───── Extracted information
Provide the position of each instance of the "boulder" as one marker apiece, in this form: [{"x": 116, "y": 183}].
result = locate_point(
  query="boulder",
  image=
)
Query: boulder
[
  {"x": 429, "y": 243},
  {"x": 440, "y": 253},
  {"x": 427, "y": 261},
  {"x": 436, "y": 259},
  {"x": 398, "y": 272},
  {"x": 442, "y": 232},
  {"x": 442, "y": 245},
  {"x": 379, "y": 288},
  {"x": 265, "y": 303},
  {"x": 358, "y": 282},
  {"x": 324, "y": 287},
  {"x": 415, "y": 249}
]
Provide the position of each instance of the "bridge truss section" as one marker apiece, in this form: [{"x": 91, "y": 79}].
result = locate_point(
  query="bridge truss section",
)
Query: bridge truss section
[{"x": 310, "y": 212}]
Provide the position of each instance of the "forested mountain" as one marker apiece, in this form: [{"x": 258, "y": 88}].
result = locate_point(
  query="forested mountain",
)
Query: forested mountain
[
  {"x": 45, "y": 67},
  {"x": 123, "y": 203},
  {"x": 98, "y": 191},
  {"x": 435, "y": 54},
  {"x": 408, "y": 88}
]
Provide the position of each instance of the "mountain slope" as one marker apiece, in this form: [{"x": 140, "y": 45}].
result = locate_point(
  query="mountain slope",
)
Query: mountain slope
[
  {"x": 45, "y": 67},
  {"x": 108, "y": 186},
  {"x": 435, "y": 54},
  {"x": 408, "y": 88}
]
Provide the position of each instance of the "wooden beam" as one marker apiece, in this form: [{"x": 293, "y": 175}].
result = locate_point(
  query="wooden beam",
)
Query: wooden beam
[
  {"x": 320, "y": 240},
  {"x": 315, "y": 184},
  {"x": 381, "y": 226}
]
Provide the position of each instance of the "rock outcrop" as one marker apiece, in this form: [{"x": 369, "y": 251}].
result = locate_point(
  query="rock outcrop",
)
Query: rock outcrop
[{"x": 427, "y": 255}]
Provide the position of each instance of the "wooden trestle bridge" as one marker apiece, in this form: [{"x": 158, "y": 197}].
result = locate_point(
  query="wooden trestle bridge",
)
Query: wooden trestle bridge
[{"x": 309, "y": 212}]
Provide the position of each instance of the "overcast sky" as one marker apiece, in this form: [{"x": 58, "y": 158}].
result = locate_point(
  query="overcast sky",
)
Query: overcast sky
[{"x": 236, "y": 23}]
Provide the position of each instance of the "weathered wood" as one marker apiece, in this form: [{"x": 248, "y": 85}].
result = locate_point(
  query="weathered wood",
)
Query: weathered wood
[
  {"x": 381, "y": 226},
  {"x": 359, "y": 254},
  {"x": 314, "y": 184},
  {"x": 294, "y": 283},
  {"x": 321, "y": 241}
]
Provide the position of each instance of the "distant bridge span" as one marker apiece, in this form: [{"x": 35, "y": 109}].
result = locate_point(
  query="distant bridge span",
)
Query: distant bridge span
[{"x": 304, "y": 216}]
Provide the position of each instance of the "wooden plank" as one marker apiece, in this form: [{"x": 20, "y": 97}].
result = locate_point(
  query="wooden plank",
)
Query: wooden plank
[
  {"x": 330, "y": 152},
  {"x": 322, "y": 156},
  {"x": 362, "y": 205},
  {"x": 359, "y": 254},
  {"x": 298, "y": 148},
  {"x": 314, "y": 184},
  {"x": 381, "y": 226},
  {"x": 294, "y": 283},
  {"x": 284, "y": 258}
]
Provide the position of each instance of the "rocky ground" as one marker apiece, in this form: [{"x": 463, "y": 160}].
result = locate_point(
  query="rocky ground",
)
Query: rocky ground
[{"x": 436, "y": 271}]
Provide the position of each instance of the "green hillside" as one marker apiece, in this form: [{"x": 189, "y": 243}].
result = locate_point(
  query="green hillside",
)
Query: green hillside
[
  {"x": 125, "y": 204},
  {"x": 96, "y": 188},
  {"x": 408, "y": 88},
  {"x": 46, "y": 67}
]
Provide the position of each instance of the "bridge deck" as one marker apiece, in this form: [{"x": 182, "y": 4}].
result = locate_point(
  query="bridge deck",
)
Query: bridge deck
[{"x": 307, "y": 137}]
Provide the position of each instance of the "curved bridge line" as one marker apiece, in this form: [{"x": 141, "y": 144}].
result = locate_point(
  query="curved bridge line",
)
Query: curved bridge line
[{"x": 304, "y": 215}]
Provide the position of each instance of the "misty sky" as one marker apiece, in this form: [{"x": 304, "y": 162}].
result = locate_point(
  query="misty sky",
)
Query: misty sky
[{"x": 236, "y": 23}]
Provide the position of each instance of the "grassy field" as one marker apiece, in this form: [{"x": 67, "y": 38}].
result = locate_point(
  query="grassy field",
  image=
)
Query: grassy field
──────────
What you should do
Copy every line of the records word for word.

Exercise result
Provide the position of each instance of the "boulder" as one marker apiece, in this form: [{"x": 116, "y": 183}].
result = locate_point(
  query="boulder",
  image=
)
Query: boulder
[
  {"x": 429, "y": 243},
  {"x": 440, "y": 253},
  {"x": 427, "y": 261},
  {"x": 436, "y": 259},
  {"x": 398, "y": 272},
  {"x": 442, "y": 232},
  {"x": 442, "y": 245},
  {"x": 379, "y": 288},
  {"x": 265, "y": 303},
  {"x": 358, "y": 282},
  {"x": 324, "y": 287},
  {"x": 415, "y": 249}
]
Provide the position of each instance of the "bridge truss section" as one marker apiece, in this form: [{"x": 91, "y": 79}].
result = locate_point(
  query="bridge truss section",
)
Query: bridge truss section
[{"x": 310, "y": 212}]
Provide the position of each instance of the "forested mountain" as one marker apiece, in this form: [{"x": 258, "y": 88}].
result = locate_point(
  query="forested mountain",
)
Query: forested mountain
[
  {"x": 45, "y": 67},
  {"x": 123, "y": 203},
  {"x": 98, "y": 191},
  {"x": 435, "y": 54},
  {"x": 408, "y": 88}
]
Provide the position of each instance of the "mountain slope" as one marker apiece, in this form: [{"x": 140, "y": 45}].
result = locate_point(
  query="mountain slope",
)
Query: mountain slope
[
  {"x": 45, "y": 67},
  {"x": 108, "y": 186},
  {"x": 435, "y": 54},
  {"x": 408, "y": 88}
]
Provide the position of each instance of the "wooden beam" as one marker apiece, in this form: [{"x": 293, "y": 175}].
result = locate_point(
  query="wooden beam",
)
Query: wooden beam
[
  {"x": 320, "y": 240},
  {"x": 315, "y": 184},
  {"x": 381, "y": 226}
]
Provide the position of each instance of the "rock outcrop" as one marker apiece, in this form: [{"x": 369, "y": 251}].
result = locate_point(
  query="rock outcrop",
)
Query: rock outcrop
[{"x": 427, "y": 255}]
Provide the position of each instance of the "wooden trestle bridge" as one marker apiece, in this form: [{"x": 158, "y": 197}].
result = locate_point(
  query="wooden trestle bridge",
)
Query: wooden trestle bridge
[{"x": 309, "y": 212}]
Provide the position of each instance of the "overcast sky" as one marker apiece, in this form: [{"x": 58, "y": 158}].
result = locate_point(
  query="overcast sky",
)
Query: overcast sky
[{"x": 236, "y": 23}]
Provide the position of each instance of the "weathered wood" as one marker apiece, in this form: [{"x": 248, "y": 85}].
result = locate_point(
  query="weathered wood",
)
Query: weathered wood
[
  {"x": 381, "y": 226},
  {"x": 359, "y": 254},
  {"x": 314, "y": 184},
  {"x": 294, "y": 283},
  {"x": 321, "y": 241}
]
Provide the position of each instance of the "distant bridge span" as one marker apiece, in this form: [{"x": 35, "y": 109}].
result = locate_point(
  query="distant bridge span",
)
Query: distant bridge span
[{"x": 304, "y": 216}]
Provide the position of each instance of the "wooden plank" as one marker apiece, in this form: [{"x": 20, "y": 97}].
result = locate_point(
  query="wooden plank",
)
Query: wooden plank
[
  {"x": 330, "y": 152},
  {"x": 322, "y": 156},
  {"x": 362, "y": 205},
  {"x": 359, "y": 254},
  {"x": 298, "y": 148},
  {"x": 314, "y": 184},
  {"x": 381, "y": 226},
  {"x": 294, "y": 283},
  {"x": 284, "y": 258}
]
Provide the position of each instance of the "rocky ground" as one marker apiece, in this form: [{"x": 463, "y": 160}].
result = locate_point(
  query="rocky ground",
)
Query: rocky ground
[{"x": 436, "y": 271}]
Provide the position of each instance of the "green hillside" as one marker apiece, in this form: [{"x": 189, "y": 243}].
result = locate_point(
  query="green hillside",
)
Query: green hillside
[
  {"x": 125, "y": 204},
  {"x": 96, "y": 188},
  {"x": 408, "y": 88},
  {"x": 46, "y": 67}
]
Provide the position of each instance of the "bridge deck" as one marker apiece, in this form: [{"x": 182, "y": 4}].
result = locate_point(
  query="bridge deck",
)
Query: bridge deck
[{"x": 307, "y": 137}]
Provide the position of each instance of the "curved bridge line" as one marker apiece, in this form: [{"x": 141, "y": 144}].
result = locate_point(
  query="curved bridge line",
)
Query: curved bridge line
[{"x": 304, "y": 215}]
Provide the position of each instance of the "misty sky" as one marker apiece, in this form: [{"x": 304, "y": 162}].
result = locate_point(
  query="misty sky",
)
Query: misty sky
[{"x": 236, "y": 23}]
Provide the position of each instance of the "grassy field" as one marker apiece, in this form: [{"x": 67, "y": 38}].
result = locate_point(
  query="grassy field",
  image=
)
Query: grassy field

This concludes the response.